TEXTAUSZUG

▼▼▼

Das Leben in den Zeiten der Corona

Es ist doch ironisch: Da habe ich meinen Reise- und Fotoblog hier nun seit zwei Jahren nicht mehr aktualisiert und nun fange ich das Bloggen ausgerechnet in einer Zeit allgemeiner Reisebeschränkungen wieder an: Es herrscht weltweiter Ausnahmezustand wegen des Coronavirus‘ Covid-19, auch SARS-CoV-2 genannt (Coronaviren stellen eine Virenfamilie dar, d. h. es gibt verschiedene Unterarten). Historisch gesehen ist die Viruspandemie keineswegs ein Einzelfall (siehe Pest, Cholera, AIDS, SARS & Co.), aber für mich und vermutlich die meisten in meinem Umfeld ist die direkte Betroffenheit durch die Maßnahmen zur Viruseindämmung etwas gänzlich Neues, Unvorhersehbares, Beunruhigendes. Daher brannte es mir förmlich in den Fingern, auf diesem Blog ein paar Gedanken und Erlebnisse der letzten Tage festzuhalten.

Seit Anfang des Jahres war ich (wie immer 😉) wahnsinnig viel unterwegs gewesen: Umzug für meinen neuen Job von Berlin nach Bonn, Wohnungsabgabe in Berlin, zur Fortbildung nach Frankfurt/Main, Dresden, zwischendurch der erste Karneval im Rheinland, Luxemburg, für die „Berlinale“ nach Berlin, Darmstadt, erneut Frankfurt/Main, Köln und Koblenz. Ich freute mich schon darauf, endlich einmal ein paar ruhige Wochenenden in Bonn verbringen zu können. Tja, das kam dann auch schneller als gedacht und zwar auf unbestimmte Zeit – dem Virus „sei Dank“.

▲▲▲

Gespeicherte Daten
▼▼▼

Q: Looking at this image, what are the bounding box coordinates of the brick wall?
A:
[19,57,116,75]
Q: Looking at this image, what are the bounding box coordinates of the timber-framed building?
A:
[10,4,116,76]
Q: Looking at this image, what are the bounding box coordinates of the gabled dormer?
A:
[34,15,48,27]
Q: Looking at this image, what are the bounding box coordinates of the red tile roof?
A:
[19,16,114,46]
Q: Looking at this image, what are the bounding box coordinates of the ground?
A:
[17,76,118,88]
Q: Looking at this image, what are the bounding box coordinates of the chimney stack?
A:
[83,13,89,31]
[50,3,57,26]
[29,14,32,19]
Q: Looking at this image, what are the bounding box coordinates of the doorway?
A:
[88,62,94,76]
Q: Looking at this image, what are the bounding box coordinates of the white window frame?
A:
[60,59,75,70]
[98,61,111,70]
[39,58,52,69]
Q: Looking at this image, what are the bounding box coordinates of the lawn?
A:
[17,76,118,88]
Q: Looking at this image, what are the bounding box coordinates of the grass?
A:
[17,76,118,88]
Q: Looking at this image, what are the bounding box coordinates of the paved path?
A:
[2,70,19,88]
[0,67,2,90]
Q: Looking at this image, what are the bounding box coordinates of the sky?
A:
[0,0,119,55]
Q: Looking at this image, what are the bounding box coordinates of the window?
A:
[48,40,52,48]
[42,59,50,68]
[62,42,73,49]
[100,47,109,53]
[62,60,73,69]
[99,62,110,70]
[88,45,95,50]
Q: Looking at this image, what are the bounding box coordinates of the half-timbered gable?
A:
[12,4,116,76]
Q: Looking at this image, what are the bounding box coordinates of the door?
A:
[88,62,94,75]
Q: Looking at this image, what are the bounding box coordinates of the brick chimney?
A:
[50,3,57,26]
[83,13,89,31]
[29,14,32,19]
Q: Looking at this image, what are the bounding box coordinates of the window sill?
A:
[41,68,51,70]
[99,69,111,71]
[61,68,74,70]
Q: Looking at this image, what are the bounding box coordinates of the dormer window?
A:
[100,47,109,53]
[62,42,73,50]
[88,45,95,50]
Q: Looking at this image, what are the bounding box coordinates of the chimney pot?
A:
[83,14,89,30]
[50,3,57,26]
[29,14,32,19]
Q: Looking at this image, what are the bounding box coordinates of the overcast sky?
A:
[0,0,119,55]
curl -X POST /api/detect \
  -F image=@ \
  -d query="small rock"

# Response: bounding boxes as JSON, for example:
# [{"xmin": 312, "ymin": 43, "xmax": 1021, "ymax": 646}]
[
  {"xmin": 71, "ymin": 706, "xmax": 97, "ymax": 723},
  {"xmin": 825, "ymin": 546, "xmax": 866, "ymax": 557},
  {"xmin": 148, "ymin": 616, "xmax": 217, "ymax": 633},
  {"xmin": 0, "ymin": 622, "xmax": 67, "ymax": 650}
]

▲▲▲

AUFGABEN UND ÜBUNGEN
1 > Prüfen Sie, ob die folgenden Aussagen mit dem Textauszug übereinstimmen, und antworten Sie jeweils mit Ja oder Nein samt den entscheidenden Worten als wörtlichem Zitat: (a) Der Blog wurde zwei Jahre lang nicht aktualisiert. (b) Der Umzug für den neuen Job führte von Bonn nach Berlin. (c) Die Viruspandemie wird als historischer Einzelfall bezeichnet.
2 > Für welche Veranstaltung ging laut Textauszug eine der Reisen nach Berlin?
3 > Zitieren Sie aus dem Textauszug alles von „Es ist doch“ bis hinunter zu „letzten Tage festzuhalten.“.
Die Datensätze braucht man hier nicht.

ERWARTETE ANTWORTEN
1 >
(a) Ja: „seit zwei Jahren nicht mehr aktualisiert“
(b) Nein: „Umzug für meinen neuen Job von Berlin nach Bonn“
(c) Nein: „Historisch gesehen ist die Viruspandemie keineswegs ein Einzelfall“

2 > Für die „Berlinale“.

3 >
Es ist doch ironisch: Da habe ich meinen Reise- und Fotoblog hier nun seit zwei Jahren nicht mehr aktualisiert und nun fange ich das Bloggen ausgerechnet in einer Zeit allgemeiner Reisebeschränkungen wieder an: Es herrscht weltweiter Ausnahmezustand wegen des Coronavirus‘ Covid-19, auch SARS-CoV-2 genannt (Coronaviren stellen eine Virenfamilie dar, d. h. es gibt verschiedene Unterarten). Historisch gesehen ist die Viruspandemie keineswegs ein Einzelfall (siehe Pest, Cholera, AIDS, SARS & Co.), aber für mich und vermutlich die meisten in meinem Umfeld ist die direkte Betroffenheit durch die Maßnahmen zur Viruseindämmung etwas gänzlich Neues, Unvorhersehbares, Beunruhigendes. Daher brannte es mir förmlich in den Fingern, auf diesem Blog ein paar Gedanken und Erlebnisse der letzten Tage festzuhalten.